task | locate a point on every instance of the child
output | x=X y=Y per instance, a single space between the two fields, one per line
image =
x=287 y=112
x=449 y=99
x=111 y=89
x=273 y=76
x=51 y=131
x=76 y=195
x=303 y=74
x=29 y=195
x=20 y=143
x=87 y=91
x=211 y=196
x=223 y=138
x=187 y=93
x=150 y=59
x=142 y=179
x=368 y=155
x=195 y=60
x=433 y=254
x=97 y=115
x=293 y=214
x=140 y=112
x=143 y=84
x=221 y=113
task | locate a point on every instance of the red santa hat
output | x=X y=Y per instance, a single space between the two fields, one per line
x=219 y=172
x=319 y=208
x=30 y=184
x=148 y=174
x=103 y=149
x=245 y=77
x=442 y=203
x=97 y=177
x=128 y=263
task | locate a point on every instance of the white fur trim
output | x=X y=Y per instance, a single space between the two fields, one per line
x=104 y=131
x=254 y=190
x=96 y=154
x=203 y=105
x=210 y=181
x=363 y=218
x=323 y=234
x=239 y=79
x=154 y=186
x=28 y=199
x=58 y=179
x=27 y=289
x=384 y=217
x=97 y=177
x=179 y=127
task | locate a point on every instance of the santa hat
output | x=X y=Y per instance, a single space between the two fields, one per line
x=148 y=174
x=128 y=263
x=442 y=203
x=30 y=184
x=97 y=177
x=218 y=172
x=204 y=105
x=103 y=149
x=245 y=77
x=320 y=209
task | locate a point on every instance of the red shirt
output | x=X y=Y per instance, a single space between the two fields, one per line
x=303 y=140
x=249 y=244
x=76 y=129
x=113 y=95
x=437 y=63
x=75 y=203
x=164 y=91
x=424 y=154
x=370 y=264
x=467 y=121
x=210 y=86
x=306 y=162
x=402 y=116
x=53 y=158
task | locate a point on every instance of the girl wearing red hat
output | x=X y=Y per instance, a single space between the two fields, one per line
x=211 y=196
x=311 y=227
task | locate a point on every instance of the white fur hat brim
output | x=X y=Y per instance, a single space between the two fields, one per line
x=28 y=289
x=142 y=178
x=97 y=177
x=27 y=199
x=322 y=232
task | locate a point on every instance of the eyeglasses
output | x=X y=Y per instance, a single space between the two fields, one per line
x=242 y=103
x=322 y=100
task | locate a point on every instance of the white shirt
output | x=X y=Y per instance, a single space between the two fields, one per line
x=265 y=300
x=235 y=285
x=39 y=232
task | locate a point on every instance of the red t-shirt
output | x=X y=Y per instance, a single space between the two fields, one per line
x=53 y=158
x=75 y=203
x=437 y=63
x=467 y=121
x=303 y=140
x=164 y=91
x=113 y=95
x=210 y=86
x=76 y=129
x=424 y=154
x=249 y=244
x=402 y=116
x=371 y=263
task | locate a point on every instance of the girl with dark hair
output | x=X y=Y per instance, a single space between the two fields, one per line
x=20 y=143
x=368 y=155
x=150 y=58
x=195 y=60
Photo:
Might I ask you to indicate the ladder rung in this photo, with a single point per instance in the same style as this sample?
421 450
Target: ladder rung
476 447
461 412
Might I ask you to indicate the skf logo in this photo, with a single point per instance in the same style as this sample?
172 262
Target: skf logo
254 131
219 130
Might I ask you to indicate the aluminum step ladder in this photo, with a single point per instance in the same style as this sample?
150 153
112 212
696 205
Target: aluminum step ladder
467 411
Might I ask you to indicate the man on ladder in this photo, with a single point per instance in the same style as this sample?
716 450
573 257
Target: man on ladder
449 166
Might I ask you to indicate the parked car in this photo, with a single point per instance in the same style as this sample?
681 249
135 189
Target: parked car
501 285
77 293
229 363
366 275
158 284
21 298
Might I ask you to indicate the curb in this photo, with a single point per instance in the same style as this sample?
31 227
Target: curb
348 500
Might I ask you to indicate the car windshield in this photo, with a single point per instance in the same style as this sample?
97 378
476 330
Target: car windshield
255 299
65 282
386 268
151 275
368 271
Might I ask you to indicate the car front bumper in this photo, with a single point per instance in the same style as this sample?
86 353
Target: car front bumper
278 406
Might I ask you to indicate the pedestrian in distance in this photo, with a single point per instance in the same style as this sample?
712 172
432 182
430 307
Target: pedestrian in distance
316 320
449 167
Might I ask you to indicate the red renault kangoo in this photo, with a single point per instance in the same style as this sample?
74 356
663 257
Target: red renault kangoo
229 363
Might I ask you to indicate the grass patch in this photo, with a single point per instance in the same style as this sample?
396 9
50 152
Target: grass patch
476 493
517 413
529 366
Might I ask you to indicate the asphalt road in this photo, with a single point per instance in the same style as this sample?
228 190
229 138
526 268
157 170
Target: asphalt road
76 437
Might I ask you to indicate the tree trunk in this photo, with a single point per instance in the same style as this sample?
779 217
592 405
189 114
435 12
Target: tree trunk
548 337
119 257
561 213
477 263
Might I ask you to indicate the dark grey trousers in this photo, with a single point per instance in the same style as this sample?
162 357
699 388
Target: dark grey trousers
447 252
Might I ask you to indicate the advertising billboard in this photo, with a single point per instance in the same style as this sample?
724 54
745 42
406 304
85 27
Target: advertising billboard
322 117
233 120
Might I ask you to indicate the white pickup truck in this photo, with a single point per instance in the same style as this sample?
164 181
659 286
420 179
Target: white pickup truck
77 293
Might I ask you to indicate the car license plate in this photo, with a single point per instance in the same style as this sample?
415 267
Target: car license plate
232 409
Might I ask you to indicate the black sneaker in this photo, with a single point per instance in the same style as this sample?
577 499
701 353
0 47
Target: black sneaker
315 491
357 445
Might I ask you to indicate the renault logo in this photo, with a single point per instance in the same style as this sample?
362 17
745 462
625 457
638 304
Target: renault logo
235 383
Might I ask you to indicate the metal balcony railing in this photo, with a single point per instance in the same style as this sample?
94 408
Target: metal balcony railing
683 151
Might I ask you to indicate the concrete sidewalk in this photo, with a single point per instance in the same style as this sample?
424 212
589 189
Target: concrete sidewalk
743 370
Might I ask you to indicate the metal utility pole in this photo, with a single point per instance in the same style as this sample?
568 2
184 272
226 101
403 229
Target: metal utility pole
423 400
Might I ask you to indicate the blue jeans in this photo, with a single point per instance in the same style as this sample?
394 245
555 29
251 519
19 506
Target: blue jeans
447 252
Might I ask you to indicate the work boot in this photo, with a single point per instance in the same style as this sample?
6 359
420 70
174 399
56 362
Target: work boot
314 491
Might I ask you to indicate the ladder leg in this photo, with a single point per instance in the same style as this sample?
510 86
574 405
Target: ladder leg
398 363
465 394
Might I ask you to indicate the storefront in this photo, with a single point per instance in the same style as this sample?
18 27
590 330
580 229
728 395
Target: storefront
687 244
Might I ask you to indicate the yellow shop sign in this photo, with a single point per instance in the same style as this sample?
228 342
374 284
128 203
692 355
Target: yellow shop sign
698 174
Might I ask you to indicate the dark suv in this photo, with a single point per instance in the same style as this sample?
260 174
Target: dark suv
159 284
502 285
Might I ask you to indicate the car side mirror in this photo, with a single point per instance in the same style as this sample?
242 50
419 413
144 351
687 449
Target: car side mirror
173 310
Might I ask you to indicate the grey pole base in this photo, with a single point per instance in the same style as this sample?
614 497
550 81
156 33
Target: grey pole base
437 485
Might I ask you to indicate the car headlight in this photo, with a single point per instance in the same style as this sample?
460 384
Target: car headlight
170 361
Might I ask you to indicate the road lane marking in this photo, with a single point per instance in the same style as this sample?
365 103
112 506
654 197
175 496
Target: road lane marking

- BRIEF: Rewrite every line from the start of the entries through the line containing "x=311 y=227", inclusive, with the requests left as they are. Multiply each point coordinate in the answers by 1.75 and round to a whole number, rounding halves up.

- RESPONSE TO THE EXERCISE:
task | locate a point on every instance of the child
output | x=X y=Y per instance, a single space between the two fields, one per line
image =
x=502 y=196
x=786 y=173
x=194 y=156
x=478 y=133
x=89 y=229
x=133 y=341
x=530 y=130
x=51 y=341
x=35 y=250
x=152 y=159
x=369 y=343
x=390 y=242
x=327 y=163
x=263 y=103
x=249 y=313
x=644 y=271
x=341 y=105
x=758 y=445
x=170 y=201
x=513 y=375
x=245 y=196
x=250 y=147
x=387 y=198
task | locate a point on every instance of the red santa hat
output | x=X y=Y per instance, a single space between the two fields, one per line
x=383 y=301
x=558 y=364
x=53 y=322
x=259 y=305
x=180 y=261
x=429 y=135
x=774 y=355
x=170 y=310
x=224 y=460
task | locate a point on every instance of the white fur trim
output | x=X y=Y per instance, a single space between the two fields, one per line
x=182 y=229
x=445 y=333
x=168 y=270
x=355 y=184
x=368 y=317
x=635 y=382
x=565 y=410
x=418 y=138
x=270 y=326
x=49 y=348
x=102 y=313
x=47 y=506
x=672 y=380
x=170 y=310
x=313 y=222
task | locate a point on every instance of the santa hat
output | x=X y=Y per instance, a single space between the two fields, one per line
x=259 y=305
x=224 y=460
x=774 y=355
x=53 y=322
x=170 y=310
x=382 y=301
x=357 y=184
x=180 y=261
x=429 y=135
x=560 y=366
task | locate a point on every instance of the red shirt
output | x=X y=Y per instance, a single space between the two fields, one per line
x=530 y=245
x=436 y=427
x=133 y=226
x=198 y=166
x=765 y=110
x=131 y=355
x=287 y=159
x=742 y=270
x=648 y=462
x=817 y=212
x=368 y=151
x=536 y=284
x=704 y=203
x=93 y=277
task | locate a point on every instance of the girl wearing red hat
output | x=X y=Y per instance, a single space between the two fields, one per line
x=369 y=343
x=544 y=397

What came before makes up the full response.